Article:
** Start **
Hanna and I are off to Maine for a four-day weekend today and I thought I’d leave you with a little summer reading to pass the time. Last week, when the temperatures climbed passed 100 degrees fahrenheit here in Boston and we took refuge after work at the Prudential Center mall, Hanna bought me a copy of Cherie Priest’s Bloodshot, the first installment of a promising series called the Cheshire Red Reports.

This is my first Cherie Priest novel and you bet I’ll be going back for more. Bloodshot follows the adventures of a free-lance (thief? private investigator?) named Raylene who lives in Seattle and happens to be a vampire. Bored and ready for a challenge, Raylene accepts a job offered to her from a fellow vampire — even though he warns her it could be dangerous — and ends up with the feds on her tail and the lives of the few people she cares about at stake.
** End **
Dataset:
** Start **
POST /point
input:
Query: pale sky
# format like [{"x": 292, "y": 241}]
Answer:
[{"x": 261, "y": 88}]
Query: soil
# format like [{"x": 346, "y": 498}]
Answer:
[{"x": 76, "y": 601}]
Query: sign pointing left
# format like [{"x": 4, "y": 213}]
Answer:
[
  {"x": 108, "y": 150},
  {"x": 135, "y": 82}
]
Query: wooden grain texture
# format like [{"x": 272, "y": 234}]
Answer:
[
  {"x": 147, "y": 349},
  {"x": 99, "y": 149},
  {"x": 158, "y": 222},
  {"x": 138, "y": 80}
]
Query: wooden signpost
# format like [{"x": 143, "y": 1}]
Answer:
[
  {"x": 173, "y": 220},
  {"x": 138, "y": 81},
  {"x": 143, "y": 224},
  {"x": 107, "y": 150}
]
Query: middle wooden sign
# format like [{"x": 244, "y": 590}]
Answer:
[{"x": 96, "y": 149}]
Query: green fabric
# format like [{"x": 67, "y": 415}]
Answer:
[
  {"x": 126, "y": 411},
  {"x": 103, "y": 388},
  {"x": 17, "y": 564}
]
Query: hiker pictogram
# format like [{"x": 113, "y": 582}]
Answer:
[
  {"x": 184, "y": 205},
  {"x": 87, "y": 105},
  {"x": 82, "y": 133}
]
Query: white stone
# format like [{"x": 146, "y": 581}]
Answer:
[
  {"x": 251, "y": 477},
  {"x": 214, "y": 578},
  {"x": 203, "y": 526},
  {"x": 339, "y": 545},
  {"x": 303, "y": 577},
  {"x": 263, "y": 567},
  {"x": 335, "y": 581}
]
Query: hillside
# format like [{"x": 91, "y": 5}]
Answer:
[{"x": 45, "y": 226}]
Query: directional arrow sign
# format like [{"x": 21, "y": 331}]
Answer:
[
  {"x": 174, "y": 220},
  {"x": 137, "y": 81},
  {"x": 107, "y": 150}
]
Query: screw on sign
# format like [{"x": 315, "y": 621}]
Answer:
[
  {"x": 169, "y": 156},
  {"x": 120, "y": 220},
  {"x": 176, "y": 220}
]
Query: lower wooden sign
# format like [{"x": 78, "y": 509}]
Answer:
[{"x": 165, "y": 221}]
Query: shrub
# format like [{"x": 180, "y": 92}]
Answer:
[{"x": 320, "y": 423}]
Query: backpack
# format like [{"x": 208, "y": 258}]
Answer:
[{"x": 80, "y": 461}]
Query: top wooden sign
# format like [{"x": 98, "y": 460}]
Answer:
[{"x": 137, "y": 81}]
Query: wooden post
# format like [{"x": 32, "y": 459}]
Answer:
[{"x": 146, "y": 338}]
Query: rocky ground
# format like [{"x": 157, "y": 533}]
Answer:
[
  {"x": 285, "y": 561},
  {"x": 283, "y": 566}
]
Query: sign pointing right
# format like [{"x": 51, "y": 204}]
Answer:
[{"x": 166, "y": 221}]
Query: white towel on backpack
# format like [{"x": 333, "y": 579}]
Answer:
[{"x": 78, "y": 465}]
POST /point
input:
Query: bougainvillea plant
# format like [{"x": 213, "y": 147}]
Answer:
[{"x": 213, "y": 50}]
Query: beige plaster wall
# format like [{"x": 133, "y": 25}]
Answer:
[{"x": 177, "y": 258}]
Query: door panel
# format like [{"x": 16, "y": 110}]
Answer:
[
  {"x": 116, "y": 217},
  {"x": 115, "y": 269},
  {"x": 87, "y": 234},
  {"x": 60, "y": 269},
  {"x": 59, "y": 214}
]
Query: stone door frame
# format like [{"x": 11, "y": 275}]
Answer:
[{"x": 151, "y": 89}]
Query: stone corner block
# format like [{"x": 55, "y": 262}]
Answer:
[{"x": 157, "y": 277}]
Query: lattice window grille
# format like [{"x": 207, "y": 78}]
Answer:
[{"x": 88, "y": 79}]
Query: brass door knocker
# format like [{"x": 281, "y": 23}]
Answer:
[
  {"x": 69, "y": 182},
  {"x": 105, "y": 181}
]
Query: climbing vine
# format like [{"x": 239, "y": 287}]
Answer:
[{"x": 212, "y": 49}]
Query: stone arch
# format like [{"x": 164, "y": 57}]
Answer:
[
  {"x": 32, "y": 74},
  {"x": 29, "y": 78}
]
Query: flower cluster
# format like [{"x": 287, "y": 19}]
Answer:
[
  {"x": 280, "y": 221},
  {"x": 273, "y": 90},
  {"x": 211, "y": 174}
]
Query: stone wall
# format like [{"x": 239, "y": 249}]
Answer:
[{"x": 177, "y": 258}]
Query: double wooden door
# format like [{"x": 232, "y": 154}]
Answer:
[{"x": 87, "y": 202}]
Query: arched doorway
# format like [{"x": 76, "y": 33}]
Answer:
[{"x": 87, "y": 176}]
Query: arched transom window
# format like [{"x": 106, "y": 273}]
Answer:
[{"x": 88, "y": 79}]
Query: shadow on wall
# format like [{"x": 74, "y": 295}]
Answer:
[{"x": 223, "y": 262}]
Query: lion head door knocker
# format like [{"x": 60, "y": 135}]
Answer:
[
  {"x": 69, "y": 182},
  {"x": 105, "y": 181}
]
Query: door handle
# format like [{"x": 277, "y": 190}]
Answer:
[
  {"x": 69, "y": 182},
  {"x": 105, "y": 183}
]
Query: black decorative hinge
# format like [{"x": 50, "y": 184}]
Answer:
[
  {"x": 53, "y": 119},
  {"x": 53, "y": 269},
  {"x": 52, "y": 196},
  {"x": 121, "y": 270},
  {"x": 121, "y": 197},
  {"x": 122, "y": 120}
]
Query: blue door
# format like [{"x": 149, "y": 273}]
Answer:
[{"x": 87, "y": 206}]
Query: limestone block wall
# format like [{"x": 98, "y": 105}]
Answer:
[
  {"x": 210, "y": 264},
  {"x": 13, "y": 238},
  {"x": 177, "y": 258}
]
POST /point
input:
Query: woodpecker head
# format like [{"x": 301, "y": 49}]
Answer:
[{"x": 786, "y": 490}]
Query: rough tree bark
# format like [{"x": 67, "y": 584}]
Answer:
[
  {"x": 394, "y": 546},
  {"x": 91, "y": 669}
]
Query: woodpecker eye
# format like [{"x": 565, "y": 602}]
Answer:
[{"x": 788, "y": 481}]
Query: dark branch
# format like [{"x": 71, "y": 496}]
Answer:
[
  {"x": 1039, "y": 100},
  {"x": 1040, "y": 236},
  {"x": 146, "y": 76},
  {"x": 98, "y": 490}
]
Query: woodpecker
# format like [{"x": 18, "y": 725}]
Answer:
** End **
Given problem 1:
List every place named in the post about the novel Bloodshot.
Given problem 2:
According to the post about Bloodshot, which series does the novel begin?
Given problem 3:
Continue the post about the novel Bloodshot from its last sentence.

Right answer 1:
Maine, Boston, the Prudential Center mall, Seattle

Right answer 2:
The Cheshire Red Reports.

Right answer 3:
I was a particular fan of the character of Raylene, whose hard-boiled detective persona doesn’t feel overly forced. Priest managed to walk the fine line between making a female protagonist so matcho it hurts (and screams “fuck femininity and all it stands for!”) and making Raylene a vampire vamp. Raylene is also fallible and unreliable without falling into the trap of some other urban fantasy women (yes, Anita Blake, I’m thinking of you) of constantly seeking male attention or affirmation. I think she and Patricia Briggs’ Mercy Thompson would possibly get on well together. The other characters include Ian Stott, vampire, and his hipster ghoul Cal; Pepper and Dominique, two Baker Street Irregulars who squat in one of Raylene’s properties in exchange for their observation skills; and Adrian deJesus/Sister Rose an ex-military man turned drag queen. Most of whom look to be returning for installment two: Hellbent. So if you’re looking for some good summer reading, this one comes highly recommended. Particularly since, if you like it Cherie Priest has written lots more.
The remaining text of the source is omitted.